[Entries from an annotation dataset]
※ ※ ※
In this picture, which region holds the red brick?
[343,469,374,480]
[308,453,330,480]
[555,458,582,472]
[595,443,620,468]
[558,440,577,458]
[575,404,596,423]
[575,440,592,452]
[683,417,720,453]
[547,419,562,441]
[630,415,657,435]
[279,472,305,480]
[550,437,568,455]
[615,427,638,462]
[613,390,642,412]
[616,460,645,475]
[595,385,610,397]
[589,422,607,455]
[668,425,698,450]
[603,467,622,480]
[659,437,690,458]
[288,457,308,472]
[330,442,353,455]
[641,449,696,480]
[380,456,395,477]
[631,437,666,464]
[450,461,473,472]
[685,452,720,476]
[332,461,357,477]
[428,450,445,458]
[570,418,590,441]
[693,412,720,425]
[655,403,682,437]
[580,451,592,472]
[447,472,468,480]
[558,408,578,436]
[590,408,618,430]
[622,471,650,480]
※ ※ ※
# [GIVEN EXERCISE]
Rewrite every entry above, swapping "red brick" for "gray stone" and leaving everything else the same.

# [FINISHED ANSWER]
In this picture, which region holds the gray stone?
[343,469,374,480]
[308,453,330,480]
[555,458,582,472]
[595,443,620,468]
[558,440,577,458]
[575,404,596,423]
[575,440,592,452]
[683,417,720,453]
[547,419,562,441]
[630,415,657,435]
[279,472,305,480]
[550,437,568,455]
[615,427,638,462]
[613,390,642,412]
[616,460,645,475]
[595,385,610,397]
[589,422,607,455]
[668,425,698,450]
[603,467,622,480]
[659,437,690,458]
[288,457,308,472]
[330,442,353,455]
[641,449,696,480]
[380,456,395,477]
[631,437,666,464]
[450,461,473,472]
[685,452,720,476]
[332,461,357,477]
[428,450,445,458]
[570,418,590,441]
[693,412,720,425]
[655,403,682,437]
[580,451,592,472]
[447,472,468,480]
[558,408,578,436]
[590,408,618,430]
[622,471,650,480]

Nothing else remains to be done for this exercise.